> EXERCISE INSTRUCTIONS: According to the text on the show "Swarm," in which city was the 2018 concert where a man rushed toward Beyoncé and Jay-Z?

> EXTRACT:
Major Spoilers Ahead

“Swarm” makes it very evident from the get-go that Ni’Jah is loosely inspired by Beyoncé. The name of the show, which is the name of Ni’Jah’s fans, is a direct reference to Beyoncé’s fandom, which goes by BeyHive, because Beyoncé is nicknamed the Queen Bey. The fandom uses the bee emoji to refer to itself, and the show is littered with bee imagery and bee sounds. But that’s just the tip of the iceberg, which is made of elements from the show that have been derived from real life. So, let’s start with the two biggest ones: Dre biting Ni’Jah and Dre rushing onto the stage where Ni’Jah is performing. The bite happened all the way back in December 2017 when Beyoncé was attending Jay-Z’s party for his album, “4:44.” As per Tiffany Haddish, an actress went up to Beyoncé and actually dug her teeth into the pop star. Infuriated by the whole affair, Beyoncé allegedly called Jay-Z’s attention to it, while Haddish told Beyoncé that she was ready to beat that actress up. However, Beyoncé stopped Haddish from harming this actress because she was on drugs. The actress who was rumored to have done “the deed” was Sanaa Lathan. Lathan obviously denied the allegations, but Haddish pretty much confirmed that it was her.

Over the course of Beyoncé’s long career, she has been in a lot of weird encounters on the stage. Recently, in 2020, in Brazil, a fan pulled her off the stage. This one time, her hair got entangled in the blades of a literal fan. She was sexually harassed in Denmark, and while she usually forgives her fans’ overexcited behavior, that was where she drew the line and threw him out of the stadium. But the one fan-related incident that “Swarm” was referring to was, the one from 2018, where a 26-year-old man named Anthony Charles Thomas Maxwell rushed toward Beyoncé and Jay-Z during their concert in Atlanta. He apparently made contact with the couple and was subsequently charged with battery after being treated for some minor injuries. So, the moment Dre walked onto the stage to meet Ni’Jah, it was inspired by Maxwell’s actions, except it went down much more amicably. That said, the footage of the same that was shown in the sixth episode of Detective Loretta Greene was that of Maxwell going after Jay-Z and Beyoncé. I admit that it was a really weird choice to use actual footage and then do a fictional version where things happen differently, but I guess the showrunners will answer that in the second season (if it happens).

As for the parallels between the BeyHive and the Swarm, a lot of it is new information for me because I have seen millions of anonymous Beyoncé fans come to her defense if somebody badmouths her on Twitter or Instagram. But that has become a common thing amongst fans of every kind of celebrity. So, I wasn’t sure how much of the portrayal of Beyoncé’s fandom was accurate and how much of it was over-exaggerated in “Swarm,” and my surface-level research showed that a lot of it was pretty accurate. For example, Dre participated in doxxing a Twitter user who kept badmouthing Ni’Jah, and she was about to put up his information on the internet so that he could be physically harassed and intimidated by the pop star’s fans. The same thing apparently happened with Maxwell, as the BeyHive found his address soon after his identity was revealed. The severe trolling that was shown in “Swarm” is quite similar to what the BeyHive does to anyone who dares to even look at Beyoncé in the wrong way. They’ve gone after Nicole Curran, Taylor Swift, Omari Hardwick, Tamera Mowry, Rachel Roy, Piers Morgan, Azealia Banks, Kid Rock, Wendy Williams, Raven-Symoné, Karrueche Tran, Rihanna, Monica Lewinsky, Diane Warren, and Madame Tussauds (I’m not even kidding). “Swarm” also features a lot of self-harm, and that might be a reminder of the fact that members of BeyHive were cutting themselves, with the hashtag #CutForBeyonce, after Beyoncé accidentally cut her ear with her earring during her performance. At the cost of sounding repetitive, no, I am not kidding.

> STORED ROWS:
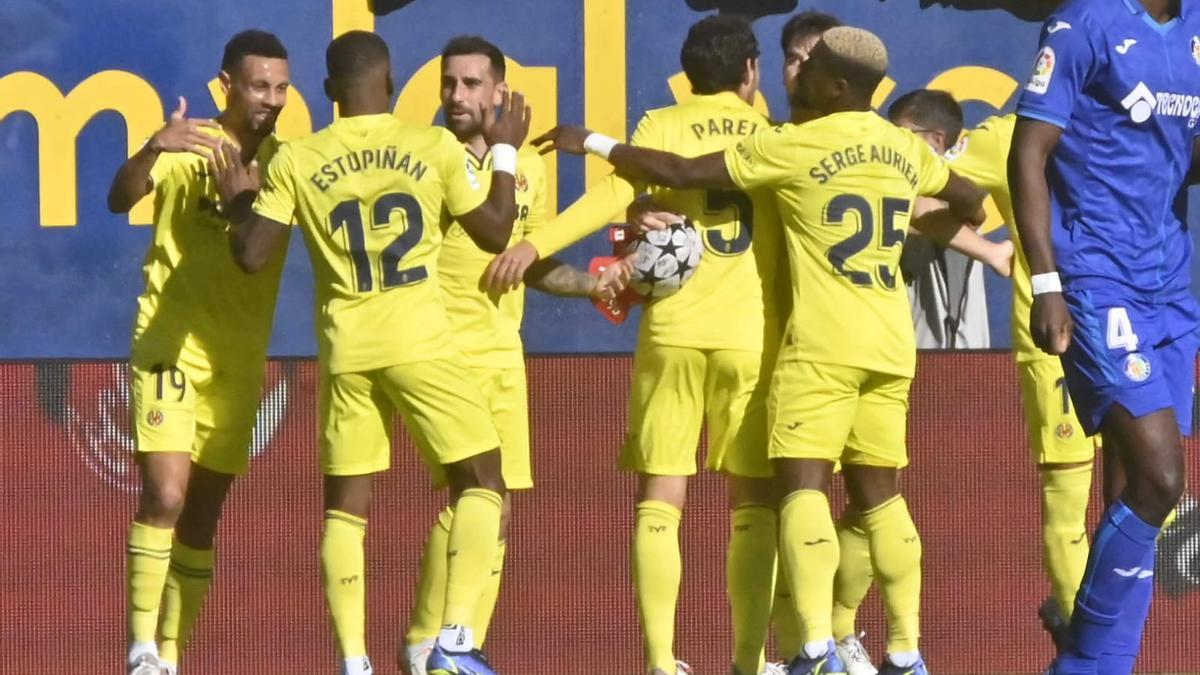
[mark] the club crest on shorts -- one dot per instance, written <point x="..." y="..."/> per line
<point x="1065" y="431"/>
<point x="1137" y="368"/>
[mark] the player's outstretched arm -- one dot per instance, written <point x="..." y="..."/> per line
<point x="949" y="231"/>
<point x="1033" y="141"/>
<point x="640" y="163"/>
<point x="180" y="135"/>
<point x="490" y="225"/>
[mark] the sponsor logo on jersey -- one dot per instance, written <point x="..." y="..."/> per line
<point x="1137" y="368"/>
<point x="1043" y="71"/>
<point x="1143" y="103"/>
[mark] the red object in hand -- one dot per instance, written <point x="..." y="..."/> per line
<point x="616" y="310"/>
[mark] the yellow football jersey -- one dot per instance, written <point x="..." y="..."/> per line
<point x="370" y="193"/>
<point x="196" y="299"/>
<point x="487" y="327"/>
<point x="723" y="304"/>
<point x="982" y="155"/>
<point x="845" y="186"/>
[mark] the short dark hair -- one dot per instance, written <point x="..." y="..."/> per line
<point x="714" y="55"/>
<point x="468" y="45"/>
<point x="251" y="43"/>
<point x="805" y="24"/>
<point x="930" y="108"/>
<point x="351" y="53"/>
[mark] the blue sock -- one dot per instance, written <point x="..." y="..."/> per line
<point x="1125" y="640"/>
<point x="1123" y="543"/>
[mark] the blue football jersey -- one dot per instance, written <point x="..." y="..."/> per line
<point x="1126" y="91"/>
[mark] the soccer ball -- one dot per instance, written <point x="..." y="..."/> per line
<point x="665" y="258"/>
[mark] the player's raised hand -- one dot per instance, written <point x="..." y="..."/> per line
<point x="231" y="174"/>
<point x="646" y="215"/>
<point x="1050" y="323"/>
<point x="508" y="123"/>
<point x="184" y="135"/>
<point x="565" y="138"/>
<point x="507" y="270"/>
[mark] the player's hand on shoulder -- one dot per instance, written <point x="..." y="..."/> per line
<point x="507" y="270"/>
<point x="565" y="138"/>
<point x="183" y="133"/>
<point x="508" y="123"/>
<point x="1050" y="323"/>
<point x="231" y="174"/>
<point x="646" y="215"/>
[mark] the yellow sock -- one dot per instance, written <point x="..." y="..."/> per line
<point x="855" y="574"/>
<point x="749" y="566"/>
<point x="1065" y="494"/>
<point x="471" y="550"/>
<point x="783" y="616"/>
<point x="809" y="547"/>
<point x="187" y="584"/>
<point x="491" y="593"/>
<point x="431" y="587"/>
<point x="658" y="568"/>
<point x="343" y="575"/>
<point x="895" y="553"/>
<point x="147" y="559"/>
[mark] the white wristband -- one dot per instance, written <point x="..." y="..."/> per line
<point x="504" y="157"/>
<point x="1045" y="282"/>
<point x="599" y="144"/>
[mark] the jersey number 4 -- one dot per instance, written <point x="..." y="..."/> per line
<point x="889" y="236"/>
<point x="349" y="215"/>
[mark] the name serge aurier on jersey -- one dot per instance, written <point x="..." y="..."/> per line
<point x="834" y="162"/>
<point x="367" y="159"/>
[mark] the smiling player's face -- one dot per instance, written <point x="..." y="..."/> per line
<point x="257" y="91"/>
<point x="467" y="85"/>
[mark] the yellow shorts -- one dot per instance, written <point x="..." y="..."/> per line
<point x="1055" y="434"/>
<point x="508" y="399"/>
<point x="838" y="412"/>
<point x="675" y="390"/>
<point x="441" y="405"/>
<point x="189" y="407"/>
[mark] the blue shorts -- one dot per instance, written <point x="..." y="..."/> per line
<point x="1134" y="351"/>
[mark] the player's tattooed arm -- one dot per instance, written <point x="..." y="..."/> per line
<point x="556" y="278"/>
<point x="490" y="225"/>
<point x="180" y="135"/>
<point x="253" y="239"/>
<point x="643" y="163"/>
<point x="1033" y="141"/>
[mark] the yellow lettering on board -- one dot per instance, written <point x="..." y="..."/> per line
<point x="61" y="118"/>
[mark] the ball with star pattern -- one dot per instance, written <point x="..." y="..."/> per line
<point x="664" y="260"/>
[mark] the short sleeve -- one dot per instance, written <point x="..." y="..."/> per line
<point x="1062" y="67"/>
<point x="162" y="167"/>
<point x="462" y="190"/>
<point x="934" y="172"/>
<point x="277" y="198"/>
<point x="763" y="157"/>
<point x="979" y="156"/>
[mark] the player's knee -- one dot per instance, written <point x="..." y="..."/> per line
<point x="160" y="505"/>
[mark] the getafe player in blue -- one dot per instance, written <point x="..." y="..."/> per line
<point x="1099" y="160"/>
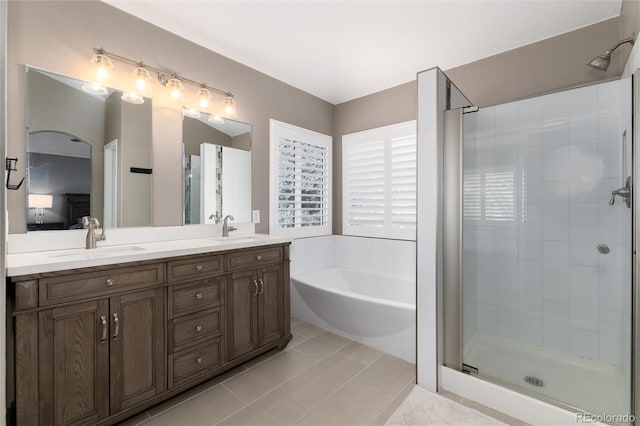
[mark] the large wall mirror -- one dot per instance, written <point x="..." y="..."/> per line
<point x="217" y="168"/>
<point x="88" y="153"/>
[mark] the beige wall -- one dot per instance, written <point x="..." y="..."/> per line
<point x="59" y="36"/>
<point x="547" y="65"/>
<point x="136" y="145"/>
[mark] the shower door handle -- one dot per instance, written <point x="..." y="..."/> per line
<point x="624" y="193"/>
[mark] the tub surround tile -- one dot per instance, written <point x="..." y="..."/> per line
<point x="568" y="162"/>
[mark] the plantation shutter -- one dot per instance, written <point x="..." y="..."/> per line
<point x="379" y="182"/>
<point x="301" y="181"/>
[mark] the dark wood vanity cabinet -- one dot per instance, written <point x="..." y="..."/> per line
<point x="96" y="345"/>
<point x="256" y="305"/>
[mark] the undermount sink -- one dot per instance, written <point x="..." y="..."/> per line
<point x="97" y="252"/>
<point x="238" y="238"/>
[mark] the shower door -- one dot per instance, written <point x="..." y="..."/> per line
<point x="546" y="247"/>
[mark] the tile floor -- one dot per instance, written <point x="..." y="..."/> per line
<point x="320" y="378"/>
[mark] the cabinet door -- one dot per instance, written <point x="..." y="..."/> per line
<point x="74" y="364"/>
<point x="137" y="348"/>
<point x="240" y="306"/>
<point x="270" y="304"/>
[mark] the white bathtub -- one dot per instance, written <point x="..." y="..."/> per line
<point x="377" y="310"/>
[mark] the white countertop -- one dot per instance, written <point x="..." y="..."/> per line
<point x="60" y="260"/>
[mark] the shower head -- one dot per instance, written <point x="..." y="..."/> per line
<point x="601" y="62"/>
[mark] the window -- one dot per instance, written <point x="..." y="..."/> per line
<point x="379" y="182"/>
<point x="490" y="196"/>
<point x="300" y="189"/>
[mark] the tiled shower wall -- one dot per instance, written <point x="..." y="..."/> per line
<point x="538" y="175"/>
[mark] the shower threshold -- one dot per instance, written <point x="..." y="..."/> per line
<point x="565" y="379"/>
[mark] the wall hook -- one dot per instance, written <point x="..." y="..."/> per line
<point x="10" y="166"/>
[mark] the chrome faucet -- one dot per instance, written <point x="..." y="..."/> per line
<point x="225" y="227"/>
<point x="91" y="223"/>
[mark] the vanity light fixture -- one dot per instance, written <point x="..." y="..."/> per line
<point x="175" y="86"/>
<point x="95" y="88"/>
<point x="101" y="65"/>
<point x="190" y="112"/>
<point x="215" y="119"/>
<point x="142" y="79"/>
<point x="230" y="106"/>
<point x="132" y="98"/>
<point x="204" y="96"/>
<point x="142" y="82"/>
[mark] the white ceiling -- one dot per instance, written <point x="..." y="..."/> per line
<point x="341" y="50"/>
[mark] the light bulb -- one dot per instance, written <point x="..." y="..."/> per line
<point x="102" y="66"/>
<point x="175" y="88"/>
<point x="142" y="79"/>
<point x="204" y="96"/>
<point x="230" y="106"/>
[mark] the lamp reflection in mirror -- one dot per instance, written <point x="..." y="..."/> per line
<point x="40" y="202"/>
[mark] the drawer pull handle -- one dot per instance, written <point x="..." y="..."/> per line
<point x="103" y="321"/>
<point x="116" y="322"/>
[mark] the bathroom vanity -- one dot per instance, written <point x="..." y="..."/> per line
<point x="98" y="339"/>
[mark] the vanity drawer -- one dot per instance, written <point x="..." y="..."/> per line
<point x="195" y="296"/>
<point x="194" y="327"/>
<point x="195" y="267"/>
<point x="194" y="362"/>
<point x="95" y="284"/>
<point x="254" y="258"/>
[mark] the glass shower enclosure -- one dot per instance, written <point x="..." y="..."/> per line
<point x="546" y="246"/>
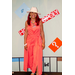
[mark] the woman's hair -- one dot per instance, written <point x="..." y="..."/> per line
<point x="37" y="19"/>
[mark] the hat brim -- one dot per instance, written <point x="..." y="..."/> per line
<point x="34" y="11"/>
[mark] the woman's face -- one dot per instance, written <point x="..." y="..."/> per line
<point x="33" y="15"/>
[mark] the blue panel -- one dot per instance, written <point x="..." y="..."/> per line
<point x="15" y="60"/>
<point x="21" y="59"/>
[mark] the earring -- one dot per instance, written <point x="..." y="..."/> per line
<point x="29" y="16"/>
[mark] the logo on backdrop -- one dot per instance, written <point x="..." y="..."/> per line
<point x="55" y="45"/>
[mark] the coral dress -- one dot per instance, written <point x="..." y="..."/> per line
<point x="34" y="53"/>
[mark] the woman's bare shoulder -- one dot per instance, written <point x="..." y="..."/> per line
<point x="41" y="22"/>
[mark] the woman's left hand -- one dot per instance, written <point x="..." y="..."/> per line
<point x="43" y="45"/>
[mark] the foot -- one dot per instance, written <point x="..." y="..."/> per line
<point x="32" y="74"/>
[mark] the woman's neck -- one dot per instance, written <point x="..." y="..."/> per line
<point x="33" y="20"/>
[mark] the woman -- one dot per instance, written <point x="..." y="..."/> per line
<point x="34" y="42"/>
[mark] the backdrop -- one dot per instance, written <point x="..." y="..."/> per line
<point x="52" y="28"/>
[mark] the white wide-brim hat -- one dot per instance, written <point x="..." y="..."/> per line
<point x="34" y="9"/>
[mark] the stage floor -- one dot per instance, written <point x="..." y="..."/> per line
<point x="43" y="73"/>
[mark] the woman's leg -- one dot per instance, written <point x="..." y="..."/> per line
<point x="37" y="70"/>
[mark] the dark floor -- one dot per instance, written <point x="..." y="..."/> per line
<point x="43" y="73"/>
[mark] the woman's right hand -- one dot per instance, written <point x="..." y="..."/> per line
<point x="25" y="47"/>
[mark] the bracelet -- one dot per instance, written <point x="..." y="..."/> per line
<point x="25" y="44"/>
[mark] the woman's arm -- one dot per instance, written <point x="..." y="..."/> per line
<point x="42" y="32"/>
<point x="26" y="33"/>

> FINISHED EXERCISE: Atlanta